Bowman likes the way this subject gets people talking. It came up recently when a couple came over for dinner. The wife got interested and described several incidents of harassment. The husband asked, “What about the First Amendment?” In her article, Bowman answers: “There is no way to interpret expressions such as ‘great tits’ or ‘fuck you,’ in a one-on-one interaction between strangers, as political comments that contribute directly or indirectly to the general discourse about public affairs; these comments are nothing more than ‘psychic assaults.'”
The feminist legal theory Bowman espouses is not accepted even by all feminists, let alone by all women. It often annoys men and appalls civil libertarians. Bowman and her like-minded colleagues do not ask to be treated “the same as men.” Instead, they create consternation by pointing out that this very request takes for granted that man is the standard by which women are to be measured.
This radical approach to feminism has proved surprisingly potent in conservative times. In 1979 the movement’s foremost thinker, Catharine MacKinnon, published her pioneering book Sexual Harassment of Working Women, in which she argued that sexual harassment should be treated as a form of sex discrimination, not simply as a series of assaults and batteries that mysteriously keep happening to women. (“Tort law,” she wrote, “compensates individuals for injuries . . . ; the purpose of discrimination law is to change the society so that this kind of injury need not and does not recur.”) In 1980, the U.S. Equal Employment Opportunity Commission ratified her view by adopting regulations against such harassment. In 1986, in the case Meritor Savings Bank v. Vinson, an 88.9-percent-male Supreme Court dominated by Republican appointees unanimously upheld the EEOC regulations’ constitutionality. (Chief Justice William Rehnquist himself wrote the opinion.) And by the time of the Thomas-Hill hearings in the fall of 1991, everyone was talking about a subject that just 12 years earlier had been an obscure, newborn subspecialty in the legal academy.

Tasks:
[A] Rewrite the passage on sexual harassment law starting with "The feminist legal" and going on through "to be measured.", putting "dismay" in place of "consternation".
[B] Carry on the passage on sexual harassment law from the point where it stops.
The dataset items play no part in this work.

Dataset items
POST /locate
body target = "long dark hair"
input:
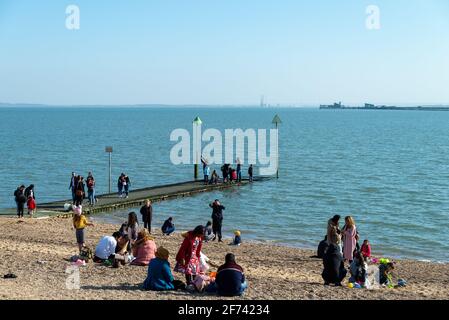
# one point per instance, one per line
(132, 219)
(198, 231)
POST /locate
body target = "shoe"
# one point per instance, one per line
(190, 288)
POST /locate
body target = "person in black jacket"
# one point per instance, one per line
(29, 192)
(19, 197)
(147, 214)
(168, 227)
(79, 191)
(334, 268)
(230, 280)
(322, 248)
(217, 219)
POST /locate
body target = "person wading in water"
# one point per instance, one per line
(217, 219)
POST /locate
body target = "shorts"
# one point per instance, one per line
(80, 235)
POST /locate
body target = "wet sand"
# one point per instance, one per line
(36, 251)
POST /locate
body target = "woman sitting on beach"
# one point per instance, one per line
(230, 279)
(358, 269)
(144, 249)
(159, 276)
(106, 248)
(349, 238)
(333, 231)
(334, 268)
(188, 257)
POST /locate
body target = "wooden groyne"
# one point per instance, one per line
(112, 202)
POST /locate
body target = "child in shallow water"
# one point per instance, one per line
(237, 238)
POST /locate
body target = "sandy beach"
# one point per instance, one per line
(36, 251)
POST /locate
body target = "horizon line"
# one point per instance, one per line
(277, 105)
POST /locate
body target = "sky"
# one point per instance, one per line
(224, 52)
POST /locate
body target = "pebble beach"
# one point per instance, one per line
(37, 252)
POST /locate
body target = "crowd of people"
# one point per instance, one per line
(134, 245)
(341, 246)
(229, 174)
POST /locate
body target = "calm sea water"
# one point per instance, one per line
(388, 169)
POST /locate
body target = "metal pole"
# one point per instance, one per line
(277, 151)
(110, 171)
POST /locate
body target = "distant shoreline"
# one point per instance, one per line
(389, 108)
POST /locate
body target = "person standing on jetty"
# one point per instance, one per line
(19, 197)
(224, 172)
(217, 219)
(349, 238)
(72, 186)
(120, 185)
(126, 185)
(239, 171)
(80, 191)
(90, 182)
(147, 214)
(250, 173)
(206, 172)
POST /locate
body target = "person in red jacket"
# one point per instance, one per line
(31, 204)
(188, 257)
(366, 249)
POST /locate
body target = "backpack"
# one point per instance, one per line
(86, 254)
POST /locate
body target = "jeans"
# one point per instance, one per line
(216, 229)
(91, 196)
(169, 230)
(212, 288)
(147, 225)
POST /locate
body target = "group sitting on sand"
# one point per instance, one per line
(134, 246)
(340, 246)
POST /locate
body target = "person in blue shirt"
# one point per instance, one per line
(237, 238)
(168, 227)
(159, 276)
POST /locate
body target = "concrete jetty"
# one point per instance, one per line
(112, 202)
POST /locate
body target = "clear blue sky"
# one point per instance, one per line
(224, 52)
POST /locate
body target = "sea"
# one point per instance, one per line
(387, 169)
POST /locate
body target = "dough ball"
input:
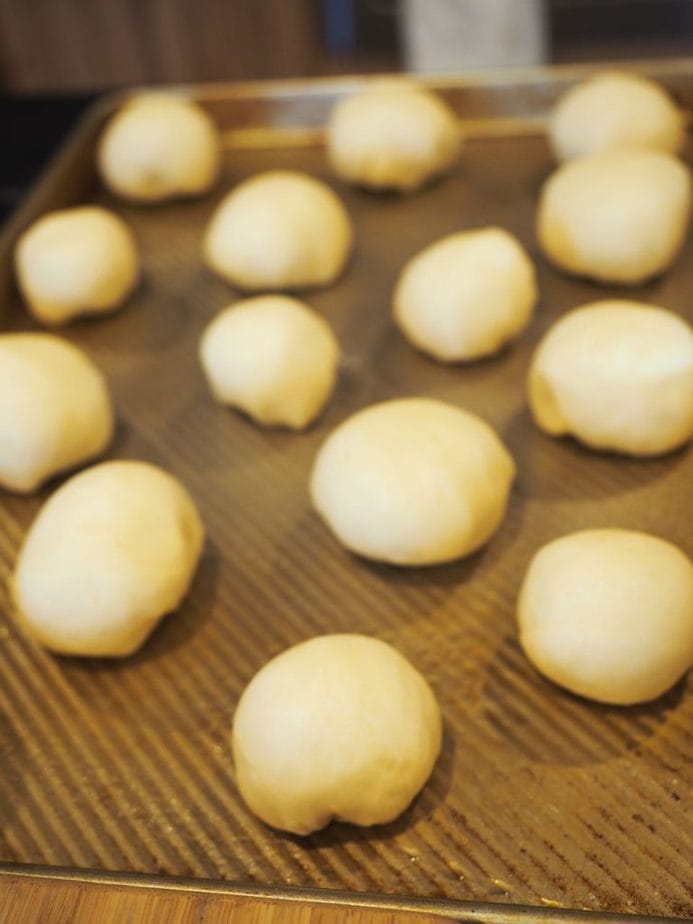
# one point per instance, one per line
(55, 409)
(110, 553)
(617, 376)
(338, 727)
(392, 135)
(279, 230)
(466, 295)
(412, 481)
(75, 262)
(615, 110)
(620, 216)
(272, 357)
(608, 614)
(159, 147)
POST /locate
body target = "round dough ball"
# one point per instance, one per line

Expected outputs:
[A]
The feminist legal theory Bowman espouses is not accepted even by all feminists, let alone by all women. It often annoys men and appalls civil libertarians. Bowman and her like-minded colleagues do not ask to be treated “the same as men.” Instead, they create dismay by pointing out that this very request takes for granted that man is the standard by which women are to be measured.

[B]
But notoriety can also be distracting. Feminist legal theory is better known for angry controversies over pornography and sexual harassment than for its basic ideas. Such as Idea Number One:
Like the president, the pope, and Jesus Christ, the law is male–written by men, practiced by men, interpreted by men, enforced by men. Time out of mind it has served their interests in matters large and small. (Until the 19th century, in the Anglo-American tradition a married woman had no legal existence except in the person of her husband.) Today, the law still emphasizes what men see as common (false rape accusations) and ignores what they ignore (“Hey babe, lookin’ good”). It does a much better job of protecting rich people from the government than of protecting poor people–mostly women and children–from rich people. Following the culture’s lead, the law assigns little value to cleaning house and raising children, things that most women and few men do regularly. It applies generalized standards–“What would a reasonable person do?”–in which mostly male experience stands in for human experience. Although in theory law could focus on helping community members heal their relationships, in practice it mostly adjudicates individuals’ competing claims for rights and money.
“Where was the male law born?” IIT Chicago Kent College of Law professor Linda Hirshman asked last October at a program sponsored by the American Bar Association Commission on Women in the Profession and the Chicago Bar Association Alliance for Women. In law schools, of course, she replied, adding that, “Like childbirth in 1975, law schools are mostly run by men whose idea of women’s appropriate position is painful, abased, and certainly nothing we would have thought of for ourselves.”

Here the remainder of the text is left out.